##### Document excerpt #####

Foumakoye Gado (born 1950) is a Nigerien politician who is currently the President of the Nigerien Party for Democracy and Socialism (PNDS-Tarayya). He served in the government of Niger as Minister of Mines and Energy from April 1993 to October 1994, and held the same post for a second time from April 2011 to September 2011. He has served as Minister of Oil since September 2011, with responsibility for energy as well until October 2016.

==Political career==
Gado studied physics at the University of Niamey and received a doctorate degree; later, he was a professor at the same university. He was a founding member of the PNDS-Tarayya, a political party created under the leadership of Mahamadou Issoufou in the early 1990s, and acquired a reputation as a firm loyalist of Issoufou. At the PNDS Constitutive General Assembly, held on 23-24 December 1990, he was designated as the First Deputy Secretary-General of the PNDS.

He was elected to the National Assembly of Niger in the February 1993 parliamentary election as a PNDS candidate in Dosso constituency. Following the 1993 election, Mahamadou Issoufou was appointed as Prime Minister at the head of a coalition government, and Gado was appointed to Issoufou's government as Minister of Mines and Energy on 23 April 1993. At the same time, he was also Deputy Secretary-General of the PNDS. He served as Minister of Mines and Energy until October 1994, when the PNDS withdrew from the ruling coalition and went into opposition.

Gado was among those arrested following an opposition demonstration on 11 January 1997. At the Fourth Ordinary Congress of the PNDS, held on 4-5 September 2004, Gado was elected as its Secretary-General.

#####

- **Activity list**
1. Answer these questions from the text on Foumakoye Gado:
(a) What subject did Gado study at the University of Niamey?
(b) In which constituency was he elected to the National Assembly in February 1993?
(c) To what post was he elected at the Fourth Ordinary Congress of the PNDS?
2. Extend the text on Foumakoye Gado, beginning after its final sentence.

##### Extracted material #####

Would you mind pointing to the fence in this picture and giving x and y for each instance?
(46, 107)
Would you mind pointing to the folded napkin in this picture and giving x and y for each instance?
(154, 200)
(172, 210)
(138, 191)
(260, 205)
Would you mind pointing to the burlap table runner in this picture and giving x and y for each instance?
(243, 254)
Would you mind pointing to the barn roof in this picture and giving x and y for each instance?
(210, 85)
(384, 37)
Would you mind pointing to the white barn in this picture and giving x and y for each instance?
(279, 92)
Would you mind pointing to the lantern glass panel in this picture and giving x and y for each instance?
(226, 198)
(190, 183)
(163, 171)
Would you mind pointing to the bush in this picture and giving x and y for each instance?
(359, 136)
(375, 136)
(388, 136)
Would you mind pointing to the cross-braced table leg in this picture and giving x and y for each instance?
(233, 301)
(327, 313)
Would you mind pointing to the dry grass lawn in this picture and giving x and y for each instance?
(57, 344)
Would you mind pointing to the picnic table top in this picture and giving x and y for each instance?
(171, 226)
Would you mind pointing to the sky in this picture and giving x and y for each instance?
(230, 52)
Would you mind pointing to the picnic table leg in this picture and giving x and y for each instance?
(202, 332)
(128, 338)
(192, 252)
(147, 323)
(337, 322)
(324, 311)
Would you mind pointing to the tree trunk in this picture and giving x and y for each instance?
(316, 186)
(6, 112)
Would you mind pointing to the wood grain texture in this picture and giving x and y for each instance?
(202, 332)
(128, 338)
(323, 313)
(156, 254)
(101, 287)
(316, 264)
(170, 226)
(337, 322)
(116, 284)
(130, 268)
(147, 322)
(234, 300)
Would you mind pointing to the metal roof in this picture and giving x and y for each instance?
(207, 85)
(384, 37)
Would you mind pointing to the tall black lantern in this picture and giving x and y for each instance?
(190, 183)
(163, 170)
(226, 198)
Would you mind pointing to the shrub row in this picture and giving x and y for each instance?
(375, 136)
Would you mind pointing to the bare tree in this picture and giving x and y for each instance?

#####

- **Task-by-task answers**
1.
(a) Physics
(b) Dosso
(c) Secretary-General

2.
In August 2005, Gado alleged that food aid was being improperly and corruptly distributed by administrative and political authorities, and he urged the government to take action against those responsible. He was re-elected as PNDS Secretary-General at the party's Fifth Ordinary Congress, held on 18 July 2009.

After Mahamadou Issoufou won the January-March 2011 presidential election and took office as president on 7 April 2011, Gado was appointed to the government as Minister of Mines and Energy on 21 April 2011. He took over the ministry from his predecessor, Djibo Salamatou Gourouza Magagi, on 23 April 2011.

President Issoufou modified the government on 12 September 2011, separating the mining portfolio from energy; he appointed Omar Hamidou Tchiana as Minister of State for Mines and Industrial Development, while Gado was instead appointed as Minister of Energy and Oil. After Issoufou was sworn in for a second term, he retained Gado in his post as Minister of Energy and Oil in the government named on 11 April 2016. His portfolio was modified on 19 October 2016, when a new minister of energy was appointed, but Gado remained Minister of Oil.

On 31 July 2023, he was reportedly arrested, following the 2023 Nigerien coup d'état. He was released on 1 April 2025.